Data lines:
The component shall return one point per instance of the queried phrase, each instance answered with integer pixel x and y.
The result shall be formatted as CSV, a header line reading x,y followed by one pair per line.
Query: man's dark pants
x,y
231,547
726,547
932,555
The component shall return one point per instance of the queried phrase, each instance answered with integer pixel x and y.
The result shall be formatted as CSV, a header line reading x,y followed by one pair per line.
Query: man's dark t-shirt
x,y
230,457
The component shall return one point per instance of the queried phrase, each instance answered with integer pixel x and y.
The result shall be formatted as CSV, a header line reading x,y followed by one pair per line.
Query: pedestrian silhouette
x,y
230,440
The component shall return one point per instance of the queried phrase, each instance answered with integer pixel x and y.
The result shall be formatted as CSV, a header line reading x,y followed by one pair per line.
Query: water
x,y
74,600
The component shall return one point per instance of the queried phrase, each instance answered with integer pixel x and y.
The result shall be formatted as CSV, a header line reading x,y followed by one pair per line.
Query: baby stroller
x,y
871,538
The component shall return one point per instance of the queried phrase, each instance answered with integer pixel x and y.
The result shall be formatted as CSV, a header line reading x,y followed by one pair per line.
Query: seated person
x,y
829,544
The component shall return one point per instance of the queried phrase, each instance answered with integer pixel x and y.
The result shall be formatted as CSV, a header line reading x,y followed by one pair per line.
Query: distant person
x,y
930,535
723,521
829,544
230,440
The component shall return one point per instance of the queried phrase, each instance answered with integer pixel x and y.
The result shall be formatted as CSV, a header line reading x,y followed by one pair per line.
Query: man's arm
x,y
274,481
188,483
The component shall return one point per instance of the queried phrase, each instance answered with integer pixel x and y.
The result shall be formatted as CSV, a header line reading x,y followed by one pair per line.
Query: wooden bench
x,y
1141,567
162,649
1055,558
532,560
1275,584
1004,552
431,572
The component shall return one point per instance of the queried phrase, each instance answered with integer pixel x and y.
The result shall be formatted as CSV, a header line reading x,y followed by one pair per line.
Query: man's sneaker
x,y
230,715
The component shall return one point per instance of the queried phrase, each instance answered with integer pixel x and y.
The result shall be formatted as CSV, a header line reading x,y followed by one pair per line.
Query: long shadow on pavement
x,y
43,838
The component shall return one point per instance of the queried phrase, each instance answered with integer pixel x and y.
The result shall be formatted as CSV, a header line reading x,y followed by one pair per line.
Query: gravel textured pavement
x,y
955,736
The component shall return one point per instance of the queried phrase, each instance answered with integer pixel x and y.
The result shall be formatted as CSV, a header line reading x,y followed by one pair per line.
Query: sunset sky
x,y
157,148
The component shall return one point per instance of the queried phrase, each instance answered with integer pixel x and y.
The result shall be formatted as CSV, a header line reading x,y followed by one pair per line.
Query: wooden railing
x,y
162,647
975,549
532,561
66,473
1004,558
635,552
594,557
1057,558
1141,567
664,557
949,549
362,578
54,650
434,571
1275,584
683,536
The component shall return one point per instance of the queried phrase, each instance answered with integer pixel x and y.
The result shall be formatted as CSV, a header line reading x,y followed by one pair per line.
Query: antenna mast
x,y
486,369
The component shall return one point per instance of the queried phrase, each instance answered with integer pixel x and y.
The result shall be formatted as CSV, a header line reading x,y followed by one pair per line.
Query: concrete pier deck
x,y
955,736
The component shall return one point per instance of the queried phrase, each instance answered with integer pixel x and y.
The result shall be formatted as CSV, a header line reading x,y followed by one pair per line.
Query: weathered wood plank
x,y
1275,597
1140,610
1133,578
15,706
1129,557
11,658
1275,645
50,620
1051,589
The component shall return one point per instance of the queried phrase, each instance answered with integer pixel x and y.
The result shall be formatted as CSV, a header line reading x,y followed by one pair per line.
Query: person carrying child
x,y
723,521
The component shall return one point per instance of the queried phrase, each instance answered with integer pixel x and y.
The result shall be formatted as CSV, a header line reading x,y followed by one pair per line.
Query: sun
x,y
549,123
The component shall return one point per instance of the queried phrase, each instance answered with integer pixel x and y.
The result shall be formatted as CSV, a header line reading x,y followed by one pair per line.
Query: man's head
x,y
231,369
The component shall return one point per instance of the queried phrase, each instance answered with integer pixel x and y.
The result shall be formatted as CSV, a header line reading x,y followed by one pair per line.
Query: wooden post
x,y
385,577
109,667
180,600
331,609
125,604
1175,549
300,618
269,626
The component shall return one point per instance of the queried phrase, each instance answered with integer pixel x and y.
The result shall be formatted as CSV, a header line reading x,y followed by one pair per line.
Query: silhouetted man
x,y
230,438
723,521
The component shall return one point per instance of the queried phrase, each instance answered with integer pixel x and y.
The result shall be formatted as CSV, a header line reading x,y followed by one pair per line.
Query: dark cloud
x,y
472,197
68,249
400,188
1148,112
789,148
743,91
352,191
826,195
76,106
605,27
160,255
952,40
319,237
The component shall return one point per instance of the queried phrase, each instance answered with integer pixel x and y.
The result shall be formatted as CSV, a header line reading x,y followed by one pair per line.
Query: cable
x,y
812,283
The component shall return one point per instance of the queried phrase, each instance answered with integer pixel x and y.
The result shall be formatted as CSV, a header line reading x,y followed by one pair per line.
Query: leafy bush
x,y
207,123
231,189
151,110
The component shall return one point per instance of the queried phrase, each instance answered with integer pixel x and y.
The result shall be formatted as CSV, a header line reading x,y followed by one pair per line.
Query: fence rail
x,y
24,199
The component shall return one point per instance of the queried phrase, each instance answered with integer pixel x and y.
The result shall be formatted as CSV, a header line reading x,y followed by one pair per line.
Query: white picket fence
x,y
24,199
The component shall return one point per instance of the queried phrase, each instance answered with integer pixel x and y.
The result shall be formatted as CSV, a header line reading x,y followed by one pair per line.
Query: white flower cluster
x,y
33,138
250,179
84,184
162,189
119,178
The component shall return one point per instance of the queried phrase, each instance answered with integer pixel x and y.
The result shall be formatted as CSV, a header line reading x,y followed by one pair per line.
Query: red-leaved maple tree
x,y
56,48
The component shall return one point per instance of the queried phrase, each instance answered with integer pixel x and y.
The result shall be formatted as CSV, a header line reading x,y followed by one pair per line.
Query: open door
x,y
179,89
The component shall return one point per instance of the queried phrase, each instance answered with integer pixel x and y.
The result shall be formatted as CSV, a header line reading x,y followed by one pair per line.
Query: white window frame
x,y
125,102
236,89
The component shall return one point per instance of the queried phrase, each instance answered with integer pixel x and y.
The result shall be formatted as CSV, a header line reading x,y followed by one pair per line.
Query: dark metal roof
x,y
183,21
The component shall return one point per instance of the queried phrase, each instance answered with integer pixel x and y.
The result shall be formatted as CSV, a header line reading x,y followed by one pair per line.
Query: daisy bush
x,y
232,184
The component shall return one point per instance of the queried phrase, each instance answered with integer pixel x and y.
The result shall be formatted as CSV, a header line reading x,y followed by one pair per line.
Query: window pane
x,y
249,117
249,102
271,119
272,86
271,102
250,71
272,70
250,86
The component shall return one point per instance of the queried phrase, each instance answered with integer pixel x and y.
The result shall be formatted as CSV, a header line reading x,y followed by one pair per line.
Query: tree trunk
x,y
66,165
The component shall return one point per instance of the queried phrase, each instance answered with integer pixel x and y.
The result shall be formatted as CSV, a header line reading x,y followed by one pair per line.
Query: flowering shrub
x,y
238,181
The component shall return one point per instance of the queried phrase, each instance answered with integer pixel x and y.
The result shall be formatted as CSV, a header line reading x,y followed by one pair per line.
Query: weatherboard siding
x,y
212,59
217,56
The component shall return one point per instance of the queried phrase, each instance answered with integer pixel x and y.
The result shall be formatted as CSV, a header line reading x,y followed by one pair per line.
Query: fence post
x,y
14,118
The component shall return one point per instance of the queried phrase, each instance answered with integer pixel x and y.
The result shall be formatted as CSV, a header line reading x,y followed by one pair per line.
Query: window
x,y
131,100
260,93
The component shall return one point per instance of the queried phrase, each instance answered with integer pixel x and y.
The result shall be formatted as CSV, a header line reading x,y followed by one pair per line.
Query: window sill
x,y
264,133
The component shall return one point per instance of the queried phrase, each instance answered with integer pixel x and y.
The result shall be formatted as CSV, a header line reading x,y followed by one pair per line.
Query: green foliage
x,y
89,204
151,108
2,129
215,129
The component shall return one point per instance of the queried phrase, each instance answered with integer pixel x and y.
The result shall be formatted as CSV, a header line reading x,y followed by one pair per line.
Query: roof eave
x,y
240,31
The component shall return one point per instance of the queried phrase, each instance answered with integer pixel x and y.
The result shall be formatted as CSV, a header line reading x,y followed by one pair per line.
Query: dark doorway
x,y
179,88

Do this: Pick out every line in the listing above that contains the word "dark", and copy each one in full.

Response to the exercise:
Query: man's dark pants
Query: man's dark t-shirt
Query: dark cloud
Query: dark metal roof
Query: dark doorway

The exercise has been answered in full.